Stored data entries:
■ ■ ■ ■ ■ ■ ■
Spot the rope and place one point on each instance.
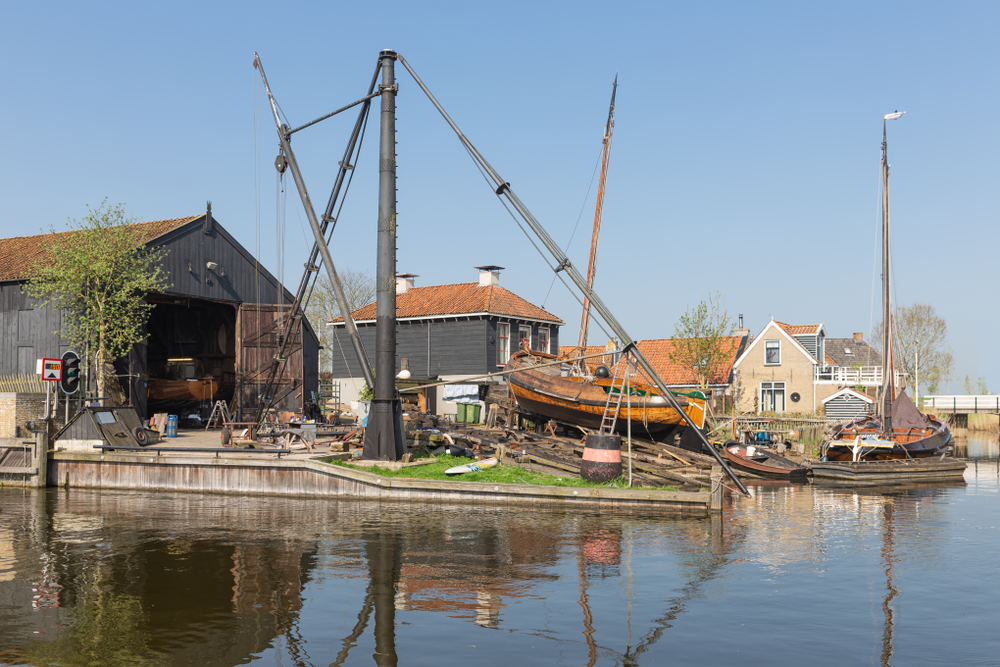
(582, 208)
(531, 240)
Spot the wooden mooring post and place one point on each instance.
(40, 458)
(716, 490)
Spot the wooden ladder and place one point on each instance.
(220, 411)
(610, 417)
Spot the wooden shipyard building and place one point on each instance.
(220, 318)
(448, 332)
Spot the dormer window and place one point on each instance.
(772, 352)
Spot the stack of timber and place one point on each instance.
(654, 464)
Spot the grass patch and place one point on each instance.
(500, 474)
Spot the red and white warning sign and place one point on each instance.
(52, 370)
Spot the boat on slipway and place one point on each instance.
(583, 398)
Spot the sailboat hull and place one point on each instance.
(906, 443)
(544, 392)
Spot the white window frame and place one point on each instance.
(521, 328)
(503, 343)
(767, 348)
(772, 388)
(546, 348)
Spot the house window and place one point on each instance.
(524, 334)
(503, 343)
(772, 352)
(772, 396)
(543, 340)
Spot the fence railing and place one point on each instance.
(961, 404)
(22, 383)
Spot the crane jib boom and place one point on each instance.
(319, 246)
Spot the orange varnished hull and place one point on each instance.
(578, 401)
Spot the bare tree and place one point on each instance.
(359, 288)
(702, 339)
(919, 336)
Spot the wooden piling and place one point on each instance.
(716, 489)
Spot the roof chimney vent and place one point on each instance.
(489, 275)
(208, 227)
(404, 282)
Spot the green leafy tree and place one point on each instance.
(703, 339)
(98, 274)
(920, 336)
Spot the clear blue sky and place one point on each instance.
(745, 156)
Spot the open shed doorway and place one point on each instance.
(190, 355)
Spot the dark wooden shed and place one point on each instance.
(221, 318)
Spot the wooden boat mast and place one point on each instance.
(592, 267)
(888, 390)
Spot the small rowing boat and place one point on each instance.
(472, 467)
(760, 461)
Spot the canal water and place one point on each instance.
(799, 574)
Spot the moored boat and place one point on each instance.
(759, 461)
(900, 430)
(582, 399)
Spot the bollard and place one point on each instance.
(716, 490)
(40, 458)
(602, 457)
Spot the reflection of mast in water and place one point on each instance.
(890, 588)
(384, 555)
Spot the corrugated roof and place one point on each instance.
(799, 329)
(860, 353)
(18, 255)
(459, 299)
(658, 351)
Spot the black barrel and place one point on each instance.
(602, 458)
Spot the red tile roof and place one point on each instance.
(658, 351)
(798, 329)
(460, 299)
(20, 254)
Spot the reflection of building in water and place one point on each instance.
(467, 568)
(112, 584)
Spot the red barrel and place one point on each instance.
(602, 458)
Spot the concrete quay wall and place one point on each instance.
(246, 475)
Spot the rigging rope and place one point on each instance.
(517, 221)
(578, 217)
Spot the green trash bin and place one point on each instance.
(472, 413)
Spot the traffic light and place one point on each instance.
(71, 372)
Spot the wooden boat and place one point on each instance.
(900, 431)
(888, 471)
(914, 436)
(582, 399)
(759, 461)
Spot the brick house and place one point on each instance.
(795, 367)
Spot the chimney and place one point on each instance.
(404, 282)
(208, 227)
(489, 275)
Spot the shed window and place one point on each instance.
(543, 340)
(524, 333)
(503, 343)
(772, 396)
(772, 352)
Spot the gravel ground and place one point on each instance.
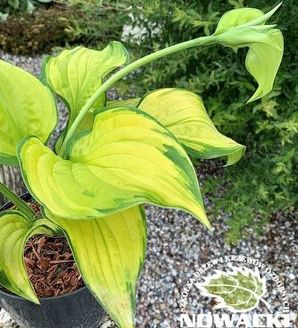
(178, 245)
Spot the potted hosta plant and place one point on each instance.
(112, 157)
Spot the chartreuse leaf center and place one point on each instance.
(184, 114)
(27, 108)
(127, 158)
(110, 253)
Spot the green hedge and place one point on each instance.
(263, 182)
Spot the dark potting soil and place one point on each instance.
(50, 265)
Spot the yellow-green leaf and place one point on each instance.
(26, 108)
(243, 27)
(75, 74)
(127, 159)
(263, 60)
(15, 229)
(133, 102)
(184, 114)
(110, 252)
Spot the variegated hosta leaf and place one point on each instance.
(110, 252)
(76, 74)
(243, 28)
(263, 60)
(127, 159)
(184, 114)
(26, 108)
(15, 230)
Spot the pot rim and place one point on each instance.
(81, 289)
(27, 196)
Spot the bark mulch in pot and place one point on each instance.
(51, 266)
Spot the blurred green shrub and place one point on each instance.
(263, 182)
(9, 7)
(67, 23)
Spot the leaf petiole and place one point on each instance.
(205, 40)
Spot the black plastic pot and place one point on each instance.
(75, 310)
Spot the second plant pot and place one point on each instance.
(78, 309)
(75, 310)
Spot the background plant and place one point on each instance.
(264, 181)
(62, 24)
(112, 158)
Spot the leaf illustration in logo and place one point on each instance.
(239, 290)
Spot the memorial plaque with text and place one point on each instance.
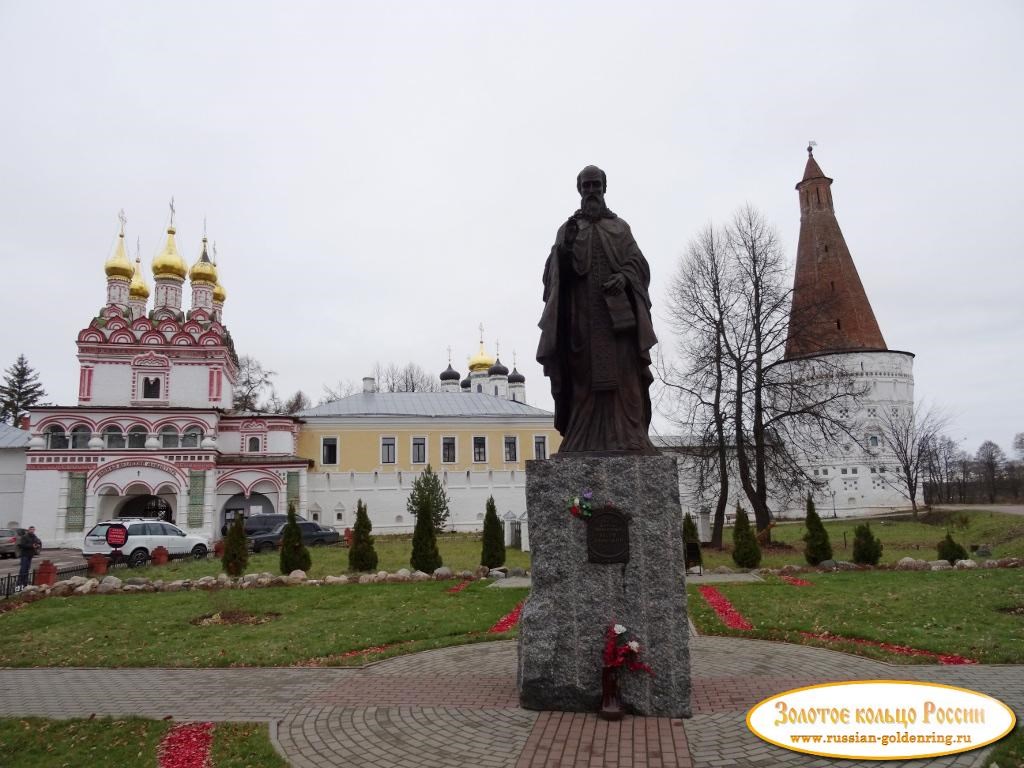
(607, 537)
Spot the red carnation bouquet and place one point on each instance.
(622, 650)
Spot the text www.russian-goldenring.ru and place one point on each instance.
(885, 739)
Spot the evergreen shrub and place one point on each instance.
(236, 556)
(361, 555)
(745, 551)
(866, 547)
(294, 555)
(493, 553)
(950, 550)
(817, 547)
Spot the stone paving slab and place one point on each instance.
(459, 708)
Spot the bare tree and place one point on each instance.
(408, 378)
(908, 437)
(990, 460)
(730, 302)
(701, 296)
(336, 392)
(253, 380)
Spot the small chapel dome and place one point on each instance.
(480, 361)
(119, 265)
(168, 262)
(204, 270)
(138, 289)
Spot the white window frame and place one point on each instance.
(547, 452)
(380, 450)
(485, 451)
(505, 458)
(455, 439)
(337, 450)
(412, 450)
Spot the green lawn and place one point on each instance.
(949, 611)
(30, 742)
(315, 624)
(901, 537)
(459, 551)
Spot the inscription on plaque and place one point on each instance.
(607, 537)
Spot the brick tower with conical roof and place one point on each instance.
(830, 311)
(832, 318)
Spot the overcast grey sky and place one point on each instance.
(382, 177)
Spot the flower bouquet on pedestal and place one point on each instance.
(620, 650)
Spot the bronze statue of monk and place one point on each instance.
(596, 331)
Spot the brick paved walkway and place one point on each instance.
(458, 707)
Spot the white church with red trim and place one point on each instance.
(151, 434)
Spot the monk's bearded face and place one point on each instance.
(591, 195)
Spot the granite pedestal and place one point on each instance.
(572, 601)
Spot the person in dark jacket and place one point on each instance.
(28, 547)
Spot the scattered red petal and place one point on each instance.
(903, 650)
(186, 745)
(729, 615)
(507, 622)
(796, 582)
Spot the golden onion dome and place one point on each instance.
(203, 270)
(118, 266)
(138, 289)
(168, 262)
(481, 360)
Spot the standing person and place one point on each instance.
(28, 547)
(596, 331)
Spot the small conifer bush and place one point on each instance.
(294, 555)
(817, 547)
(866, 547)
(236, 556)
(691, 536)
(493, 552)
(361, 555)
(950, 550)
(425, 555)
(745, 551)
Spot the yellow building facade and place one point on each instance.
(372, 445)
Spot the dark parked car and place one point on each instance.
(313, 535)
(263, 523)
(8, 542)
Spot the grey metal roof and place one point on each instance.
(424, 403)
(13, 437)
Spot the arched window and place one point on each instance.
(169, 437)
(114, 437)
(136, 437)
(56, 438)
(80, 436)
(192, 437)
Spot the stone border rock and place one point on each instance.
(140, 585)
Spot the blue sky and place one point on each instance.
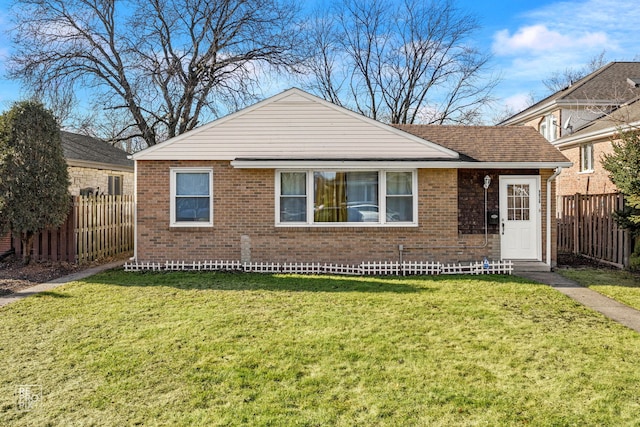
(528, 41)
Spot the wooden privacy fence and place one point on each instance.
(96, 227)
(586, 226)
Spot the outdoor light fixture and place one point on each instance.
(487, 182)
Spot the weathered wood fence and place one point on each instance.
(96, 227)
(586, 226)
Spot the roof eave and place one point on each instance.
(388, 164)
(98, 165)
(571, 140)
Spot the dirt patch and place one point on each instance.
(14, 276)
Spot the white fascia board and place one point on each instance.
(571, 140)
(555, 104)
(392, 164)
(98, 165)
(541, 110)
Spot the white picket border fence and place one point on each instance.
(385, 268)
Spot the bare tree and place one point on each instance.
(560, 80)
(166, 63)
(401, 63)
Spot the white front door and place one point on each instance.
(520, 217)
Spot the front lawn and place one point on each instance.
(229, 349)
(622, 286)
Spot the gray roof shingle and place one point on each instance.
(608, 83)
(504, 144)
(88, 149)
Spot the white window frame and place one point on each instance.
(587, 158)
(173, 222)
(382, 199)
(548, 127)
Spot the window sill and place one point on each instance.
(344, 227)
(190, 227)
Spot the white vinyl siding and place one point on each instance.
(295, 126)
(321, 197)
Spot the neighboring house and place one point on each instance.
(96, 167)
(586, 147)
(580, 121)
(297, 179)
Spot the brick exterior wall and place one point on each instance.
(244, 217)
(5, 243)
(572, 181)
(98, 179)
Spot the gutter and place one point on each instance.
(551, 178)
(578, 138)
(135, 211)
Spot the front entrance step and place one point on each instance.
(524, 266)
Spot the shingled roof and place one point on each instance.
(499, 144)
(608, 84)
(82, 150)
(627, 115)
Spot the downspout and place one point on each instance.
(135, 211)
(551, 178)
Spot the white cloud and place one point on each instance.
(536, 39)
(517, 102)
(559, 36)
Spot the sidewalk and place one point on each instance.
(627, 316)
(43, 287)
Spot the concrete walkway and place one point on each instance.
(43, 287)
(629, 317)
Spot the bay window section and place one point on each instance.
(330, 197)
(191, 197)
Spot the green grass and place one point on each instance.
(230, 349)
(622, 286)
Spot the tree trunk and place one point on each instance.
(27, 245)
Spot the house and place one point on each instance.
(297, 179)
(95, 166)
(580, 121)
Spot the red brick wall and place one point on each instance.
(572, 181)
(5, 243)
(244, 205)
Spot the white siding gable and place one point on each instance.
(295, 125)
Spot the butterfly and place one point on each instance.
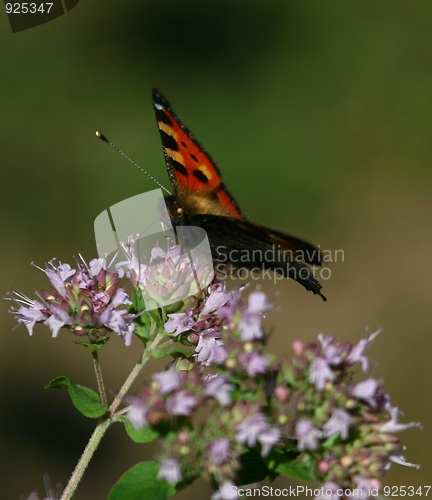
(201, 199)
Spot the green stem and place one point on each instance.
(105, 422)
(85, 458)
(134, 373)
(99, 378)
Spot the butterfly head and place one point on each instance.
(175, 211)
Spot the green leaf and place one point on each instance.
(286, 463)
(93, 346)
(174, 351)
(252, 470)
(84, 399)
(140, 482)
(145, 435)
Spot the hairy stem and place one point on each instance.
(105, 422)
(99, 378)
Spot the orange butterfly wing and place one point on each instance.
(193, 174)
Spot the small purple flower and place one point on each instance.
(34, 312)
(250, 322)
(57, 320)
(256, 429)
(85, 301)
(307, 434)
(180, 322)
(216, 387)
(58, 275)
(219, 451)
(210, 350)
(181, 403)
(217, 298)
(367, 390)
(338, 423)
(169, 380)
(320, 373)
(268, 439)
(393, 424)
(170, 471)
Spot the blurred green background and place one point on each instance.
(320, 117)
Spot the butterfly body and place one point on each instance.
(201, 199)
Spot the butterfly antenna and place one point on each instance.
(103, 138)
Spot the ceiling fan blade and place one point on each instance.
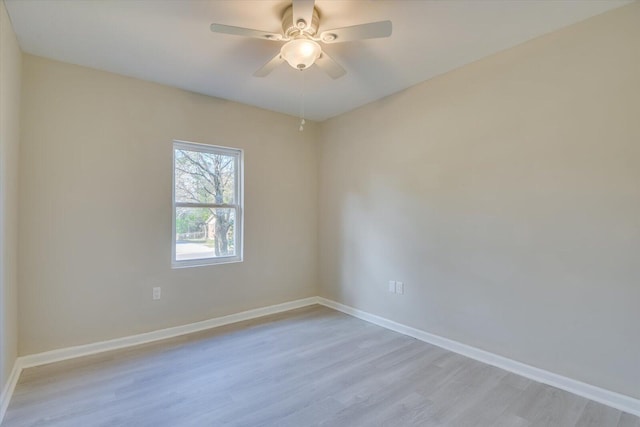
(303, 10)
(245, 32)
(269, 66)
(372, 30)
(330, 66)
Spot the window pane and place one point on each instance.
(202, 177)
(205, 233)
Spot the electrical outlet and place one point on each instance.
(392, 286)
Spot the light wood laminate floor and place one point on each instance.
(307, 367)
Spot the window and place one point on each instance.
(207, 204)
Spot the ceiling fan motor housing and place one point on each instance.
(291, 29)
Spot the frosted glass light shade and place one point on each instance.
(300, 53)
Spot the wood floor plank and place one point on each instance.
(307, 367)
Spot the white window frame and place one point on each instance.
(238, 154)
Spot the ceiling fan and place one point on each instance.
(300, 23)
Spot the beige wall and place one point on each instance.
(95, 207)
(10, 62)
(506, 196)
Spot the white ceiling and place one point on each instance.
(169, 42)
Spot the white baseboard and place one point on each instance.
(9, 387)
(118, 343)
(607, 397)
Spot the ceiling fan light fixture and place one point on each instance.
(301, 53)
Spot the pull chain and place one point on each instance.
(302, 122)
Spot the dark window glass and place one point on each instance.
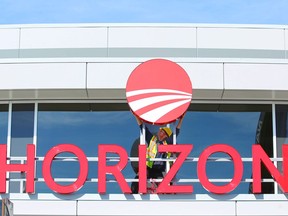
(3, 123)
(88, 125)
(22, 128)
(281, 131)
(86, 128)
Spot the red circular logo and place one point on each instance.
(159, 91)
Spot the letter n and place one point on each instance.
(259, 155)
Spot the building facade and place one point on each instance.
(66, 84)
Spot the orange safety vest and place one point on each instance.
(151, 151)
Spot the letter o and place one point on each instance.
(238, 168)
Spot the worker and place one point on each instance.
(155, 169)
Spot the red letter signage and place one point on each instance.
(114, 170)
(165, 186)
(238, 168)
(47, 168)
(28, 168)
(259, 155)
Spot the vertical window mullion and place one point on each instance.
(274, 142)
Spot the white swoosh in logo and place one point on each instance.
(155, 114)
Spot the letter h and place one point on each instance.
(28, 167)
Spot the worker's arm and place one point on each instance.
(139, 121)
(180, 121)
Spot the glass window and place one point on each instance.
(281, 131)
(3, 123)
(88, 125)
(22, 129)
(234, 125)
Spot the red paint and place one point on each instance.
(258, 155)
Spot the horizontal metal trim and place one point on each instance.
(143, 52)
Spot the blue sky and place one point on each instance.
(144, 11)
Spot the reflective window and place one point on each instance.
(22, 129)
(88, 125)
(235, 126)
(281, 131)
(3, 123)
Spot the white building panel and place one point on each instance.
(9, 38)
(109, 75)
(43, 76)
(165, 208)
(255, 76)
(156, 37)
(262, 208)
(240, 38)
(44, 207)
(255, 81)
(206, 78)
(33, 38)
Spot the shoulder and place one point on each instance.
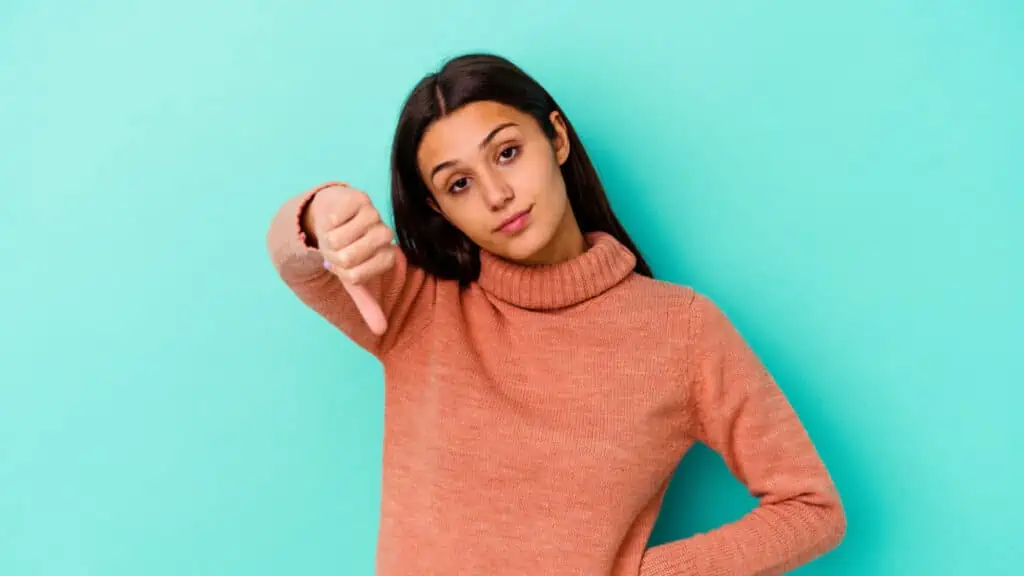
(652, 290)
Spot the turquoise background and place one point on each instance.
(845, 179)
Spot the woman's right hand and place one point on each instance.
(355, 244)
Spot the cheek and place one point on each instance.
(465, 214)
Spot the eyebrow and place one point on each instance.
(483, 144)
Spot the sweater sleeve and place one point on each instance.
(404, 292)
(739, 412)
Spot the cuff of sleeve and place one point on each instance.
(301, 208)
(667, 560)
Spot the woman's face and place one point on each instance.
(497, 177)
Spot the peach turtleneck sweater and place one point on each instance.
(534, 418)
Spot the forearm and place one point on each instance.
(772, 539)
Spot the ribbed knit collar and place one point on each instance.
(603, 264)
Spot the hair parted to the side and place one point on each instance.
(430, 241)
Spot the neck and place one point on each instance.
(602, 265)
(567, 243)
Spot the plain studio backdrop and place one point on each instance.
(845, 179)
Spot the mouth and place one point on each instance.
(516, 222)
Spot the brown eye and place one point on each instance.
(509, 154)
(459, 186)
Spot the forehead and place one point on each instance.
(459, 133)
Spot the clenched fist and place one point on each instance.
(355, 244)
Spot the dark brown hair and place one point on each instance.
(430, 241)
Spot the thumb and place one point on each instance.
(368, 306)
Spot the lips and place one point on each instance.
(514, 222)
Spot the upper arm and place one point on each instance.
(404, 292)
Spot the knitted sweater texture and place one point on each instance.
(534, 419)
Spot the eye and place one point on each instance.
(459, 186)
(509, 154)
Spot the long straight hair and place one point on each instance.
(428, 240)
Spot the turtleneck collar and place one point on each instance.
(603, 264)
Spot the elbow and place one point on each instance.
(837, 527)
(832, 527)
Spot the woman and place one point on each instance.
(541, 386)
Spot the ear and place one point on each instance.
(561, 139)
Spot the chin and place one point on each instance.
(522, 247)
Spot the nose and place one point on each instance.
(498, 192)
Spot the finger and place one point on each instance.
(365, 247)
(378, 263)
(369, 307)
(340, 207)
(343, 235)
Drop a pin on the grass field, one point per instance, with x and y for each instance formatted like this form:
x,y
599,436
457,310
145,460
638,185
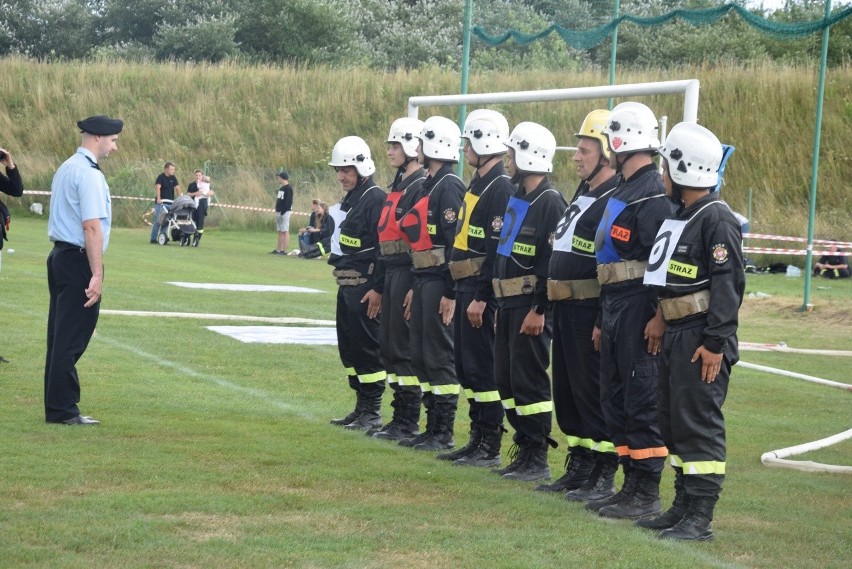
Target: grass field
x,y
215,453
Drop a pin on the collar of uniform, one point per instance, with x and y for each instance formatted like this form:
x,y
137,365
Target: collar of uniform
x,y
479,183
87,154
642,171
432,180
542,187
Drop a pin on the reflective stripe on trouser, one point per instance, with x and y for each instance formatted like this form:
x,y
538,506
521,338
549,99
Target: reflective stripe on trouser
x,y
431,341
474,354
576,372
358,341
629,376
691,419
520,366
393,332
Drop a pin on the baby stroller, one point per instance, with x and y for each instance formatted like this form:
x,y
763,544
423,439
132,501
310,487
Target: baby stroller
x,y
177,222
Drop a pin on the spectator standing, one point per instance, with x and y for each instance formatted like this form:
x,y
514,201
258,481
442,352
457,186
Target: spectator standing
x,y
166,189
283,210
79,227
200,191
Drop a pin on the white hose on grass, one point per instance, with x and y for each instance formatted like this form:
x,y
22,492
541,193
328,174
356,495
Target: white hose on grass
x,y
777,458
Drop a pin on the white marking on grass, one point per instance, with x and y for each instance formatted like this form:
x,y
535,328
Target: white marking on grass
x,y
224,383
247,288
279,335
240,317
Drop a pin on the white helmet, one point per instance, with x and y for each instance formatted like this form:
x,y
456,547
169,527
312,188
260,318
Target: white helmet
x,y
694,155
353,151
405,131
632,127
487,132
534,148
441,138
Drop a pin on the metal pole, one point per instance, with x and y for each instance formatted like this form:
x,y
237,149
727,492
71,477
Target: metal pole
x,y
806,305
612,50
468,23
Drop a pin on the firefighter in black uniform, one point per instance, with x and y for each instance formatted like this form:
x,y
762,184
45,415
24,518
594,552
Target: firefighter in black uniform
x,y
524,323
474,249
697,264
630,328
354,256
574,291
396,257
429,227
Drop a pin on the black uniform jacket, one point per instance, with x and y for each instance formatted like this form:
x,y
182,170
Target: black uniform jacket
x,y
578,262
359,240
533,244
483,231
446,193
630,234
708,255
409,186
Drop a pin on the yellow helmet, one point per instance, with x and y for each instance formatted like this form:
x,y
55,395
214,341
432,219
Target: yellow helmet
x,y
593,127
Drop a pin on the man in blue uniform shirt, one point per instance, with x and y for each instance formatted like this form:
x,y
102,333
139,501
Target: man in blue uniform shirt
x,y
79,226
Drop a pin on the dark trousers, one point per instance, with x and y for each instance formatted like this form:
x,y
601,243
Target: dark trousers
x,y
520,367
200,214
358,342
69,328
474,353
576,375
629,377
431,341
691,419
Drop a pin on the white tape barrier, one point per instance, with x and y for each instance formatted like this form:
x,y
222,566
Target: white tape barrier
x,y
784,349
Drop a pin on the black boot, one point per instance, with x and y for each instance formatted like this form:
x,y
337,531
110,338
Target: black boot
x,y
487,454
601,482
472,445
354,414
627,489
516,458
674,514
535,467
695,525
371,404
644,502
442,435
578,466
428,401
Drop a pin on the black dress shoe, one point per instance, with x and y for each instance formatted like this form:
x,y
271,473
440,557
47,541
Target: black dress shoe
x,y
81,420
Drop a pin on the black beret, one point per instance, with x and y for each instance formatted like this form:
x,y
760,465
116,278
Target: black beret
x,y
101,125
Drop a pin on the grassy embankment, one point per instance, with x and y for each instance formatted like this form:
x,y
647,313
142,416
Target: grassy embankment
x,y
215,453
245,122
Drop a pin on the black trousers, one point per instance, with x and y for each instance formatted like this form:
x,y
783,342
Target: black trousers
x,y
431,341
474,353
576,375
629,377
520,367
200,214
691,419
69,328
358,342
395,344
■ ■ ■ ■ ■ ■ ■
Exactly reproduce the lines from the one containing "Drop a pin on the dark" through the end of the records, and only those lines.

Problem solution:
Drop a pin on the dark trousers, one point per instance, with x and y for each instance formatted like this form:
x,y
601,243
Target: dark trousers
x,y
520,367
200,214
358,342
69,328
474,353
576,375
629,377
431,341
691,419
Drop a pin on the white tape barrier, one point per instance, with x and y for each instance formatted like this form:
x,y
222,566
Target: white tape barrier
x,y
784,349
Drop a pin on the black boot, one point per instance, with x and y for each instance formatted like this form:
x,y
337,531
110,338
Target: black boot
x,y
487,454
601,482
472,445
354,414
627,489
516,458
674,514
535,467
695,525
371,404
644,502
442,435
578,466
428,401
Drop a pin on the black dress shoe, one point per instance, with x and y for each instance formatted like this form:
x,y
271,473
440,557
47,541
Target: black dress shoe
x,y
81,420
Drop a pin on the black beret, one point per instance, with x and y for each instance formatted like this form:
x,y
760,465
116,278
Target: black beret
x,y
101,125
Drop a pin on the grassy embankment, one point per instance, with x and y for each instance formatted like this form:
x,y
647,313
142,416
Target: grassy embankment
x,y
215,453
245,122
Drop a pin on the black trousers, one point per instance, with x and y for each instance formatted like this form:
x,y
783,342
Target: black trousers
x,y
431,341
474,353
576,375
629,377
520,367
200,214
691,419
69,328
358,342
395,344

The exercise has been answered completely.